= Requirements =
Retype the lines below exactly as they appear, leaving out the pictures.

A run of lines
---*---
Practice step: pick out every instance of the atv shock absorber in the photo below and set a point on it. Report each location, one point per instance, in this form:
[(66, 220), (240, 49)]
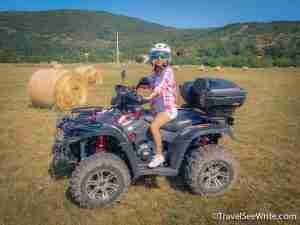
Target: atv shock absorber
[(101, 142)]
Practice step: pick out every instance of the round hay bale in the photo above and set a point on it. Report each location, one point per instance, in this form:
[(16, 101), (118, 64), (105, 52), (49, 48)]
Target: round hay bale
[(89, 74), (218, 68), (202, 68), (57, 66), (60, 88)]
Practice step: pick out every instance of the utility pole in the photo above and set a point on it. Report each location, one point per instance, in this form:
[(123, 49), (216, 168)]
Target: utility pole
[(117, 49)]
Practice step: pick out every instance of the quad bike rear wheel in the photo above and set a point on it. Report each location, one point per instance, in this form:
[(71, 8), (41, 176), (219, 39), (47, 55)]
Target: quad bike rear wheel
[(210, 170), (99, 181)]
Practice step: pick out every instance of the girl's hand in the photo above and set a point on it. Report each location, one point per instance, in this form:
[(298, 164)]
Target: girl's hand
[(148, 98)]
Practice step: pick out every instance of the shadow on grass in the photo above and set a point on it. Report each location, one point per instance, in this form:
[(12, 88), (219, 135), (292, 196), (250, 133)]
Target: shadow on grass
[(149, 181), (71, 198), (177, 183)]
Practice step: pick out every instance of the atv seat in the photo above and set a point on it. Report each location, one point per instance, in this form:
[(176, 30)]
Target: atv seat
[(179, 123)]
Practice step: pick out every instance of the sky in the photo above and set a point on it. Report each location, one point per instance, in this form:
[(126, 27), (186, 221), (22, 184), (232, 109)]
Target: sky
[(180, 14)]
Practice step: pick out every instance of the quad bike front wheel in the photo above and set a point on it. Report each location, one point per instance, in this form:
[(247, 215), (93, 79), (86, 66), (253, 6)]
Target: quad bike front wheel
[(210, 170), (99, 181)]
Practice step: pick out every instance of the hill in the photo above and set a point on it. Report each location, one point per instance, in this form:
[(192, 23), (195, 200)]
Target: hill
[(65, 35)]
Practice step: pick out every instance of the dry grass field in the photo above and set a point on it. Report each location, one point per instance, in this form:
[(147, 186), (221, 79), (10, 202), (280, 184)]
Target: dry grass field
[(267, 126)]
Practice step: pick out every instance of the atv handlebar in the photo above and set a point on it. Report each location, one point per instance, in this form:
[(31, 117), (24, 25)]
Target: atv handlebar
[(130, 93)]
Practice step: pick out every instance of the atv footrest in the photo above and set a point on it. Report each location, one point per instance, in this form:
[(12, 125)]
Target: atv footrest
[(163, 171)]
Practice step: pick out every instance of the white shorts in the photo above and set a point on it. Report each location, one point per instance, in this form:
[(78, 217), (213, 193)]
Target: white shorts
[(173, 114)]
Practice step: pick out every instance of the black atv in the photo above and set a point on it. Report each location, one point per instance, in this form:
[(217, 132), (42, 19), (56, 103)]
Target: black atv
[(105, 149)]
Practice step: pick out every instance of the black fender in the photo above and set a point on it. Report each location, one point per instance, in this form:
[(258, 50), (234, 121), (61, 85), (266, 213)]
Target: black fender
[(184, 139), (127, 148)]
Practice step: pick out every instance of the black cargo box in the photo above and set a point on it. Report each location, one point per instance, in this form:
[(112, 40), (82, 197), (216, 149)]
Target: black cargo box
[(216, 97)]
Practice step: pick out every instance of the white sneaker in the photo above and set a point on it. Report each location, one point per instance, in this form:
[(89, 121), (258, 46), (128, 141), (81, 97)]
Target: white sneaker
[(156, 161)]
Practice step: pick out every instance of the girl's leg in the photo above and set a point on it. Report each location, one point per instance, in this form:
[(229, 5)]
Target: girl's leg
[(160, 119)]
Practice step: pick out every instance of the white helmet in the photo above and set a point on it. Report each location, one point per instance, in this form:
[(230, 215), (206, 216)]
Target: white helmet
[(160, 50)]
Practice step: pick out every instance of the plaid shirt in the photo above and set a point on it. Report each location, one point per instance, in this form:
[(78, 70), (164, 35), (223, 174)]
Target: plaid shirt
[(166, 88)]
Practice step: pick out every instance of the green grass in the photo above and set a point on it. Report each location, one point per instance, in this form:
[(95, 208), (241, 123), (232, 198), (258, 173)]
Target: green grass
[(268, 151)]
---*---
= Expected output =
Practice step: pick out every instance of the atv shock absorber in the photo below and set a point on it. Report each location, one point per instance, in this form:
[(66, 220), (240, 49)]
Target: atv shock absorber
[(101, 142)]
Practice step: pick out every instance of the round hay bale in the photo above and set a point on it. Report each location, one point per instance, in this form:
[(16, 101), (118, 64), (105, 52), (49, 48)]
Target: round hay bale
[(89, 74), (218, 68), (202, 68), (57, 66), (60, 88)]
Practice step: pick out every instance of the utility pole in the photo above and set a point on it. Report each location, one point per instance, in this form:
[(123, 49), (216, 168)]
Target: utility pole
[(117, 49)]
Practice step: pick out every instance of the quad bike rear wheel in the photo above and set a point on it. Report each location, one point per instance, in this form:
[(71, 8), (41, 176), (219, 39), (47, 55)]
Target: quad bike rear wheel
[(210, 170), (99, 181)]
Practice step: pick out every instance of the girl's hand in the photo above and set a point on it. Report each location, one point per instance, in this form:
[(298, 164)]
Target: girl's hand
[(148, 98)]
Practice step: pick out every instance of the shadow on grass in the photo above and set a point on it. Report each location, one point per instance, in this form:
[(12, 88), (219, 135), (292, 196), (250, 133)]
Target: shadow on grass
[(149, 181), (71, 198), (177, 183)]
Practice step: pick out every instance of the atv seat in the photo above and set a point on it. Report each location, one point per instance, in this form:
[(176, 30)]
Target: atv seat
[(179, 123)]
Practice step: pick out every instance of the sky in the photo above and set a point on it. Report each location, one point per instance, in this form:
[(126, 27), (186, 221), (22, 184), (232, 109)]
Target: sky
[(180, 14)]
Practice step: pick out every instance of the quad bike front wheel in the photo above and set a point on it. Report each location, one point per instance, in this form:
[(247, 215), (93, 79), (86, 66), (253, 6)]
Target: quad bike front wheel
[(210, 170), (99, 181)]
Practice step: pick out every instance of the hill in the photo above and set a point on it. Report each location, one point per instance, in this form:
[(192, 23), (195, 200)]
Target: hill
[(65, 35)]
Practice step: pick out every instance of the dry grass field in the photo above and set a point on it. Report each location, one point per instance, in this form:
[(147, 186), (221, 79), (10, 202), (280, 184)]
Target: dry grass field
[(267, 126)]
Practice step: pick out every instance of the atv handlebar in the photo above and set a point on it. Report each location, one point per instance, in this form:
[(31, 117), (24, 25)]
Target: atv handlebar
[(130, 93)]
Practice step: pick out every instance of the atv footrest in the photo above and set a point on it. Report each location, one point per instance, in this form:
[(12, 125)]
Target: atv footrest
[(163, 171)]
Practice step: pick out every instance of the white shorts in the photo above and set a point on it. Report each location, one point per instance, in this form:
[(78, 217), (213, 193)]
Target: white shorts
[(173, 114)]
Practice step: pick out every instance of the black atv in the photo above and set a point on it. Report each location, one point per instance, in this form:
[(217, 132), (42, 19), (56, 103)]
Target: black atv
[(105, 149)]
Practice step: pick out every instance of the black fender in the photo above and set a point on it. Report each location, one point per instance, in this form:
[(258, 50), (234, 121), (61, 85), (266, 213)]
Target: black fender
[(184, 139), (127, 148)]
Practice step: pick out every instance of the black cargo box in the photo above and set a point on it. Report each location, one point per instance, in this form:
[(112, 40), (82, 197), (216, 149)]
Target: black cargo box
[(216, 97)]
Practice step: pick out every instance of the white sneaker in the photo above and set a point on it. Report each location, one point per instance, in this form:
[(89, 121), (258, 46), (128, 141), (81, 97)]
Target: white sneaker
[(156, 161)]
Practice step: pick out every instance of the girl's leg in the photo above and set a point on it. Report each location, one point per instance, in this form:
[(229, 5)]
Target: girl's leg
[(160, 119)]
Practice step: pick out every instance of the white helmet in the photo above and set a point on it. Report each location, one point per instance, in this form:
[(230, 215), (206, 216)]
Target: white helmet
[(160, 50)]
Practice step: pick out every instance of the plaid shirt in the photo above and set a point on it. Report each location, one point per instance, in this form:
[(78, 70), (164, 35), (223, 174)]
Target: plaid shirt
[(166, 88)]
Practice step: pick out every instance of the green grass in the photo above and set a point on it. Report each location, one point per instance, in this form:
[(95, 208), (241, 123), (232, 198), (258, 173)]
Target: green grass
[(268, 151)]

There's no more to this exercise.